(Activity): Continue the causal inference notes on potential outcomes from the point where they stop, picking up after the last item in their numbered list.
====== Excerpt ======
With these new notations, we can see that the what-ifs describe the comparison of potential outcomes, e.g., $Y_i(A)-Y_i(B)$. To be specific, a causal effect is  defined to be the comparison of the  potential outcomes on the **same units**.
- **Individual causal effect**:  $Y_i(A)-Y_i(B)$.
- **Average causal effect** (ACE): $\text{mean}\{Y_i(A)-Y_i(B)\}$

It is important to notice that $\text{mean}\{Y_i(A)\}$ does not equal to $\text{mean}\{Y_i \mid Z_i=A\} $ in general. We can see this using the examples in the above tables.
- $\text{mean}\{Y_i(A)\}$: average of $Y_i(A)$ for units 1, 2, 3, 4.
- $\text{mean}\{Y_i\mid Z_i=A\}$: average of $Y_i$ for units 1,3.


The above tables also reveal the fundamental problem of causal inference. That is only one potential outcome is observed.  In randomized experiments, randomization ensures $\text{mean}\{Y_i(A)\} \neq \text{mean}\{Y_i \mid Z_i=A\} $, which allows us to estimate the average causal effects. We should always think about what can and what cannot be learned from the observed data.

> If your experiment needs statistics, you ought to have done a better experiment.
>
>        --  Ernest Rutherford 
        

> Regression models often seem to be used to compensate for problems in measurement, data collection, and study design. By the time models are deployed, the scientific position is nearly hopeless. 
> 
>     --  David Freedman 


A new task that will be often discussed in this chapter is **Identification**: what can be identified if there are infinite amount of data. This tasks concerns the design of experiements or how the data is collected. In contrast, the **Inference** problem, where we study what can be learned given a finite sample, is what we have focused on in most of the statistical methods. 

## 9.3 Potential outcome 



Recall our notation for potential outcome in Section 10.2. Suppose that we observe a data set with treatment $Z_i \in \{0,1\}$ and outcome $Y_i \in \{0,1\}$ for  $i=1,2,\ldots, n$. Further consider the pair of **potential outcomes** $\{Y_i(1), Y_i(0)$ for each unit. We only get to observe $Y_i \equiv Y_i(Z_i)$ in the data set. This notation system can be generalized to case when the treatments take more than two values. 


Any causal quanity is a function of potential outcomes. We can define the causal effect for unit $i$ as $\tau_i \equiv Y_i(1)-Y_i(0)$. We can define more causal effects as long as they are intepretable and meaningful, such as $\log Y_i(1)-\log Y_i(0)$, $Y_i(1)/Y_i(0)$, etc. 

Some notes on the potential outcomes. 
1. Potential outcomes are thought to be fixed for each unit. 
2. The observed outcome is random for each unit, because the treatment is random.
====== Input data ======
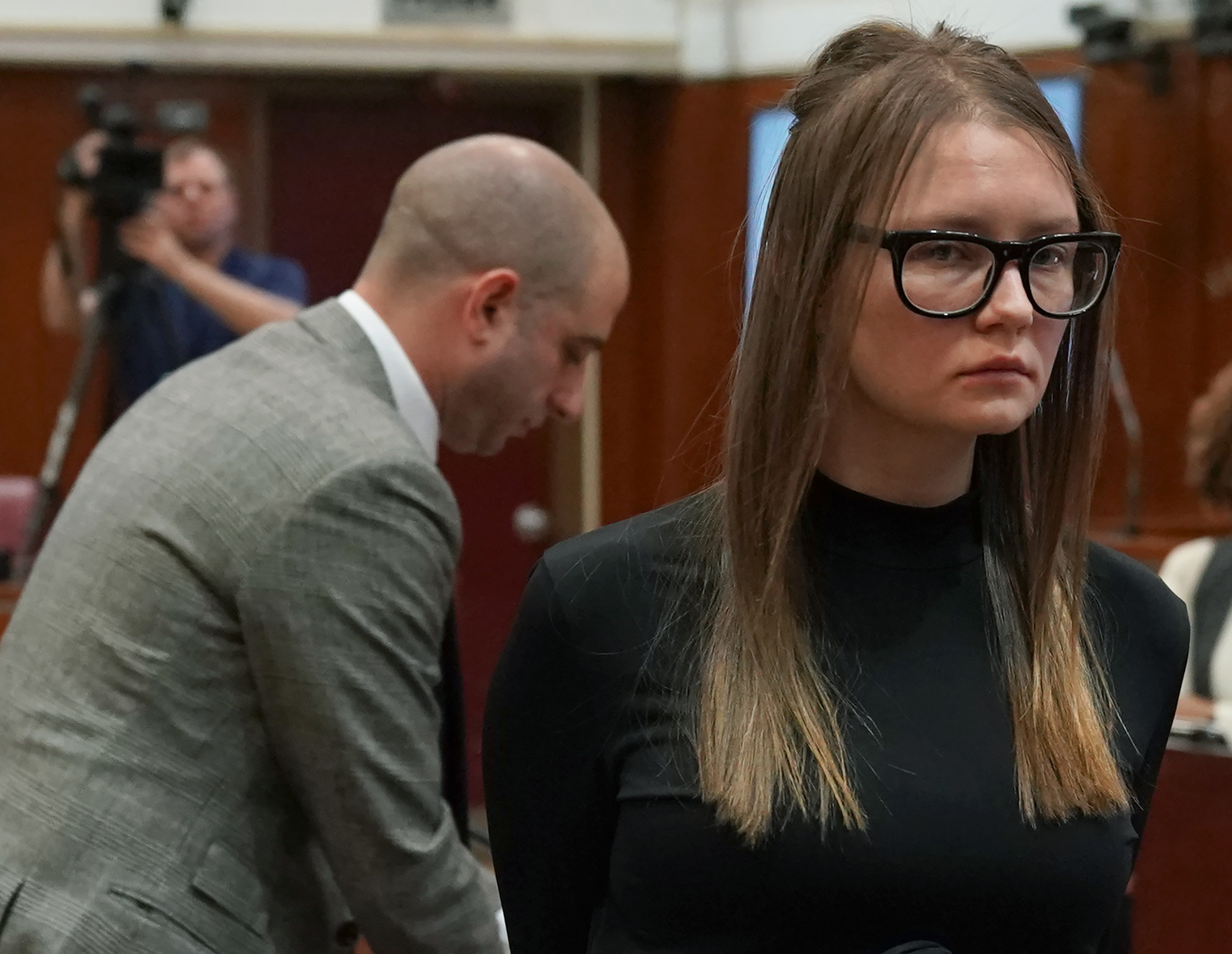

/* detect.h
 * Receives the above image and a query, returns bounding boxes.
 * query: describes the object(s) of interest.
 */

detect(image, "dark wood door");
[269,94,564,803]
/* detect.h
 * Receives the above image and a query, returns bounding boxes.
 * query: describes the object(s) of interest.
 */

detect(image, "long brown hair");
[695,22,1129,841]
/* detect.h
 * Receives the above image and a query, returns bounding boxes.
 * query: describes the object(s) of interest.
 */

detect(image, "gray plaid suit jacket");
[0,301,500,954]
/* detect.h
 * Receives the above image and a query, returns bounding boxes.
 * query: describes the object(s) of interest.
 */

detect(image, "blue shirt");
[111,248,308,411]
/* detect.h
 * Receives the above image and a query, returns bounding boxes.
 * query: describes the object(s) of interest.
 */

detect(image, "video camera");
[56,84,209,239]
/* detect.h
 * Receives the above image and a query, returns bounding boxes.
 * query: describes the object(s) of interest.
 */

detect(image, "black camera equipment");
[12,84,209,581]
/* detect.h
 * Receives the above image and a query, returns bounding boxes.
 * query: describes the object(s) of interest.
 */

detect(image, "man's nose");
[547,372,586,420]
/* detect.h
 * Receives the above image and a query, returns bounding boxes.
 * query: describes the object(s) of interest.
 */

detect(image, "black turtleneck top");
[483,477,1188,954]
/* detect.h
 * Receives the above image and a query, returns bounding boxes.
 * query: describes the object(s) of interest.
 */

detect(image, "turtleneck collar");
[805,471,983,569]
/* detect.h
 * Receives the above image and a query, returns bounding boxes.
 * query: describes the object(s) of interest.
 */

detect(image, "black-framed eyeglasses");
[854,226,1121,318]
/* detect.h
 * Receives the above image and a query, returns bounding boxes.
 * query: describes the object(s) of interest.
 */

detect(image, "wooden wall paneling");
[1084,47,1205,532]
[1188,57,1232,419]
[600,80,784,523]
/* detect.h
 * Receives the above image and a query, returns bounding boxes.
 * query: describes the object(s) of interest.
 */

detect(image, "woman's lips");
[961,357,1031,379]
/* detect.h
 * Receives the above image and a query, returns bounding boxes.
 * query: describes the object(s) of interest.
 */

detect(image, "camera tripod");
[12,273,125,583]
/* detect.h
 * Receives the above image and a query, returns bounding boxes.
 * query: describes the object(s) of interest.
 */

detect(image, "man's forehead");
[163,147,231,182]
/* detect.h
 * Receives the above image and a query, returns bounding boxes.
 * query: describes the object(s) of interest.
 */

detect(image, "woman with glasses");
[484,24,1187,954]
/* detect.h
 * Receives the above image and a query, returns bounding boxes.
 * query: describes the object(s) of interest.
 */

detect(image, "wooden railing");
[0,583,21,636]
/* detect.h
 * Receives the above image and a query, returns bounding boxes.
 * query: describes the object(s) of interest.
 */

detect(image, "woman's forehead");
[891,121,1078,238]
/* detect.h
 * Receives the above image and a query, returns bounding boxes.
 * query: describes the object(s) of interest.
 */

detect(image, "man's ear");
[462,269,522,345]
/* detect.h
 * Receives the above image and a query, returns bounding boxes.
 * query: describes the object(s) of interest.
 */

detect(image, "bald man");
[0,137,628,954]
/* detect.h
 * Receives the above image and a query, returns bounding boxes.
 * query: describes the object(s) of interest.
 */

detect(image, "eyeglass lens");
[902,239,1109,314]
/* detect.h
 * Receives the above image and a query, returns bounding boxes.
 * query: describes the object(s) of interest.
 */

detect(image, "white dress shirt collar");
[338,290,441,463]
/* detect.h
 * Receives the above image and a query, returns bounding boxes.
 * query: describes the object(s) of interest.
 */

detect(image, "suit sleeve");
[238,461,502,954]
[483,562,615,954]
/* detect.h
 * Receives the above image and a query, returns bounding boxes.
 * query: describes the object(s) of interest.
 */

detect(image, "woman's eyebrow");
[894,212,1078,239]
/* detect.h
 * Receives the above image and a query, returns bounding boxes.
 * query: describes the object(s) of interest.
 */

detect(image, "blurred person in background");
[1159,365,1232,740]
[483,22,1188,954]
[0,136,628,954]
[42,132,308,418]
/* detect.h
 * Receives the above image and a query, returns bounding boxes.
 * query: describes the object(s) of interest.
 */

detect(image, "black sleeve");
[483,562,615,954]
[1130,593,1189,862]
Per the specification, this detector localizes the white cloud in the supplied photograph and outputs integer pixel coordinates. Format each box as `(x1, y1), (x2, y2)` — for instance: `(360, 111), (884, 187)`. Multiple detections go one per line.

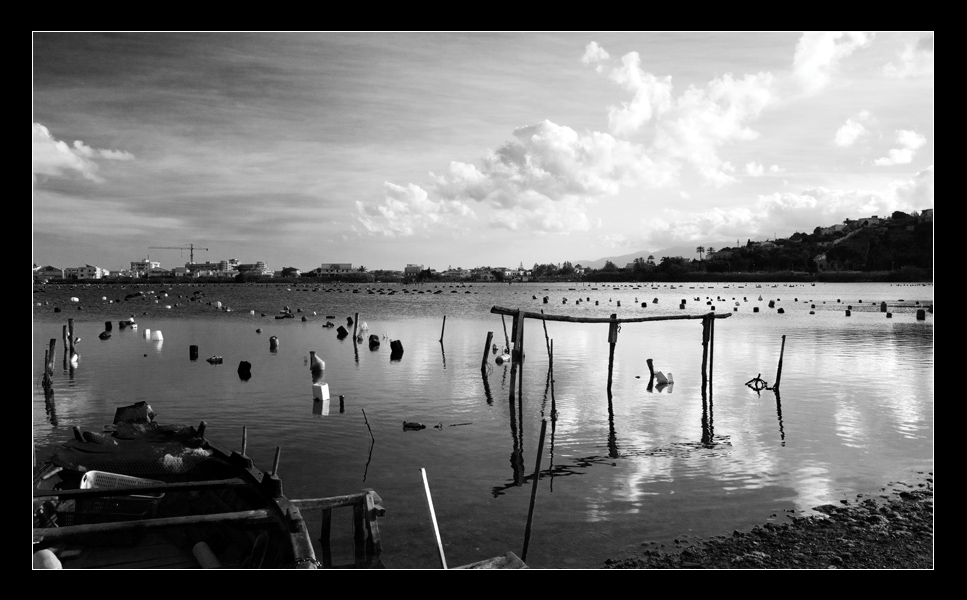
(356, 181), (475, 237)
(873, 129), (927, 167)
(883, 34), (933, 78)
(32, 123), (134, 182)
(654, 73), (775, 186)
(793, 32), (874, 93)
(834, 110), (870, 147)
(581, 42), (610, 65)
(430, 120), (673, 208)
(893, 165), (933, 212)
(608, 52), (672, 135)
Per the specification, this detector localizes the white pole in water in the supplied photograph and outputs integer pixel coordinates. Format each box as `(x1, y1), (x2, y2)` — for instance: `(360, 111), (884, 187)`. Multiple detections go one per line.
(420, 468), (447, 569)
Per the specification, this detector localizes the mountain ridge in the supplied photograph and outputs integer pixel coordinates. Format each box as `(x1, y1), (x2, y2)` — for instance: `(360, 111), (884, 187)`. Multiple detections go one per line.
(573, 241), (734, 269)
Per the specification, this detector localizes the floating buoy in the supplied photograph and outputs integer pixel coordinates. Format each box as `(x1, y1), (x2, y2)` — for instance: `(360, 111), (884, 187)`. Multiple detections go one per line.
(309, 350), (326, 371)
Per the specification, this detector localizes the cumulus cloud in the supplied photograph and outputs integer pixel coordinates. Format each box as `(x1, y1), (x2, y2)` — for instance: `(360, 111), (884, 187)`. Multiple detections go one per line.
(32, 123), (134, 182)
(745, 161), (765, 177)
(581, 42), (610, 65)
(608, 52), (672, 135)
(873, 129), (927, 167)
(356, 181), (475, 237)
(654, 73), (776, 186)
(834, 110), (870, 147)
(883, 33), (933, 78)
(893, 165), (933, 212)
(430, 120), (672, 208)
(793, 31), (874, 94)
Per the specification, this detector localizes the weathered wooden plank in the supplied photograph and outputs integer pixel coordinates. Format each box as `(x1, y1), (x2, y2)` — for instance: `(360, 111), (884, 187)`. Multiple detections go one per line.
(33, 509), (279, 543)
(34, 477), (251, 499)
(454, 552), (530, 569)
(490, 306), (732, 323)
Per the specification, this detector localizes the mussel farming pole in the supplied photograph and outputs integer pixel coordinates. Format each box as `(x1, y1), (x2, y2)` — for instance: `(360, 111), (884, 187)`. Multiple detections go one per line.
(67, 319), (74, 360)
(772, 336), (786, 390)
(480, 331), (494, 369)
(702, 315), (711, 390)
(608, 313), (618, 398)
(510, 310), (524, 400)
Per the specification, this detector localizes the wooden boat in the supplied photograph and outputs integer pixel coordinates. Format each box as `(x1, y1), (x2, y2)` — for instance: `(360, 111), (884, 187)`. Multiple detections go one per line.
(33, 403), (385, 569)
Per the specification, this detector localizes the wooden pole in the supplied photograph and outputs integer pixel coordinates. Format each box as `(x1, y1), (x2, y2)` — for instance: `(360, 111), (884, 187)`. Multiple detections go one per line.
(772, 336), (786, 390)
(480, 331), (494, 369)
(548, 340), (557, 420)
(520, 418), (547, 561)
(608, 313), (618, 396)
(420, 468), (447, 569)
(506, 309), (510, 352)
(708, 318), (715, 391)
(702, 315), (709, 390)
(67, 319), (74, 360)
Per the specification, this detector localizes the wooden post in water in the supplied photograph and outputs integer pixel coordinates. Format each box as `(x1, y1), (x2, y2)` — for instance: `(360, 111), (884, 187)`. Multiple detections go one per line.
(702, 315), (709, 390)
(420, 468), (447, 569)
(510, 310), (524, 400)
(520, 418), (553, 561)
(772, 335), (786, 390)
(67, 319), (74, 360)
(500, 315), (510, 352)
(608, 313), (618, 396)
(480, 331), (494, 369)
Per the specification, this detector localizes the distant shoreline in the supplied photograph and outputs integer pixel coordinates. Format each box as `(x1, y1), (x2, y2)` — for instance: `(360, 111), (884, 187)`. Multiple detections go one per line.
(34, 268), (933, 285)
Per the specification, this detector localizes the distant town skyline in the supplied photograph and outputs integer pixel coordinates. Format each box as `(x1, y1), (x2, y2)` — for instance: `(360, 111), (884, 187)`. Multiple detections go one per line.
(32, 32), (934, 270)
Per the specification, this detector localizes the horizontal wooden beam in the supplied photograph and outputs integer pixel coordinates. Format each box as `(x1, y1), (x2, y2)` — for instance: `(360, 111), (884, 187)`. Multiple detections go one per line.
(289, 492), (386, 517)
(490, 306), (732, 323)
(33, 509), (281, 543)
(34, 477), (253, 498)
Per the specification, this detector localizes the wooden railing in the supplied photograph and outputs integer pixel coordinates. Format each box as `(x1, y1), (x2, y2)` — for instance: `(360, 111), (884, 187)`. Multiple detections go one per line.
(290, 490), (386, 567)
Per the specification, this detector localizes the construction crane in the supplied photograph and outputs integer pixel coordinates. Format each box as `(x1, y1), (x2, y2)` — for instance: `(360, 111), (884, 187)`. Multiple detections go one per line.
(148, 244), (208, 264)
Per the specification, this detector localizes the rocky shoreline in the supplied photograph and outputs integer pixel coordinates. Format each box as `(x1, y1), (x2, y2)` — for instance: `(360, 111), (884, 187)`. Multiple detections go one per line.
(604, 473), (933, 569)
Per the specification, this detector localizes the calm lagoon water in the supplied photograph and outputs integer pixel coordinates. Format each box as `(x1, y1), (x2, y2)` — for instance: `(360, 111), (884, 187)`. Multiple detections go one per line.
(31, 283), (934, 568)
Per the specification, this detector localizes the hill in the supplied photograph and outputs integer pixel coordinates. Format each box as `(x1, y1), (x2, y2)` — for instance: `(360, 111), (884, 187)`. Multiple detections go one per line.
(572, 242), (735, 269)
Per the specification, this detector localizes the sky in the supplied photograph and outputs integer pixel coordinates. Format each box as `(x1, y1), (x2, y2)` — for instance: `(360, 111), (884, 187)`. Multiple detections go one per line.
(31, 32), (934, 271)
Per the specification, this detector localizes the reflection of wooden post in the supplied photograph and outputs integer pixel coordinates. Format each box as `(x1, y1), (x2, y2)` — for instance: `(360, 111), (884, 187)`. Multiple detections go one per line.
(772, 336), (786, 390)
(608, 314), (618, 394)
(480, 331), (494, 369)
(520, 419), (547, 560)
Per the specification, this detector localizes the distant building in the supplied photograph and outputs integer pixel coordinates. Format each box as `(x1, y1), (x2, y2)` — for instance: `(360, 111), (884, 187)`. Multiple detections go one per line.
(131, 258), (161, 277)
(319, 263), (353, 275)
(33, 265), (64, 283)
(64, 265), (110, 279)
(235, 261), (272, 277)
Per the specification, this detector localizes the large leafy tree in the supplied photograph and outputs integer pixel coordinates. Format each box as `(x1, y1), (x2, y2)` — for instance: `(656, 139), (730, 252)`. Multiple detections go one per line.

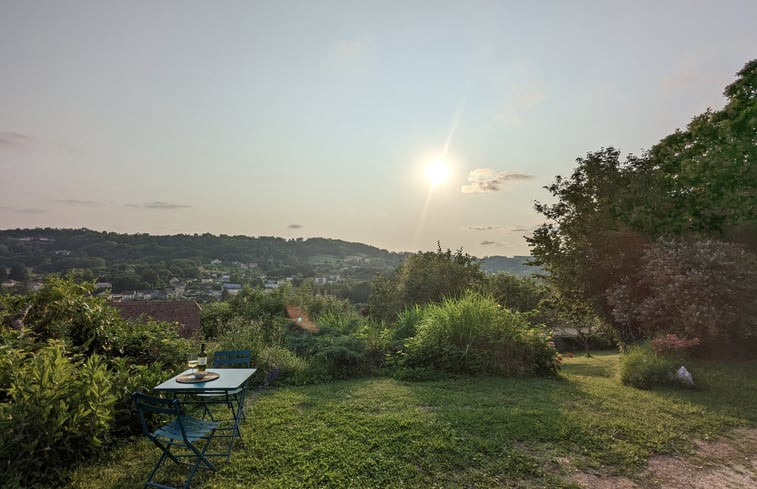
======
(Expected output):
3. Potential outcomes are seen as fixed _attributes_ of each subject. 
4. Potential outcomes have a distribution across units. 
5. Treatments determine which potential outcomes to see. 
6. In real life, only one potential outcome is observed for each unit. 

It is important to note that the notation itselfs introduces assumptions. 
1. Causal ordering: $Y_i$ cannot causally affect $\tau_i$. 
2. No interference between units.
3. Same version of treatments. 

These are combined in to the Stable Unit Treatment Value Assumption (SUTVA). It requires that if $\tau_i =\tau_i'$, then $Y_i(\vec{\tau})=Y_i(\vec{\tau}')$, where $\vec{\tau}\equiv (\tau_1,\tau_2, \ldots, \tau_n)^T$ and $\vec{\tau}'\equiv (\tau'_1,\tau'_2, \ldots, \tau'_n)^T$. The SUTVA is violated when there exist simultaneity (feedback efforts), spillover effects, or multiple versions of treatments. 

In addition, the treatment can not be an immutable characteristic, such as gender, race, age, etc. A general rule for causal inference is that there is no causation without manipulation. There are, however, novel strategies to learn/define causal effects for immutable characteristics.  

We can now examine why causal interpretation is easier from randomized experiments. Recall that the average treatment effect is defined as  
\[
{\rm ACE} \equiv \mathbb{E}[Y(1)-Y(0)]=\mathbb{E}[Y(1)]-\mathbb{E}[Y(0)].
\]
Randomization of treatments means $\{Z_i\}_{i=1}^n \perp \{ Y_i(0), Y_i(1)\}_{i=1}^n$. 

We can derive 
\begin{align}
{\rm ACE} & = \mathbb{E}[Y(1)]-\mathbb{E}[Y(0)]=\mathbb{E}[Y(1)|Z=1]-\mathbb{E}[Y(0)|Z=0]\\
& = \mathbb{E}[Y|Z=1]-\mathbb{E}[Y|Z=0],
\end{align}
where the second equality follows from independence between treatments and potential outcomes.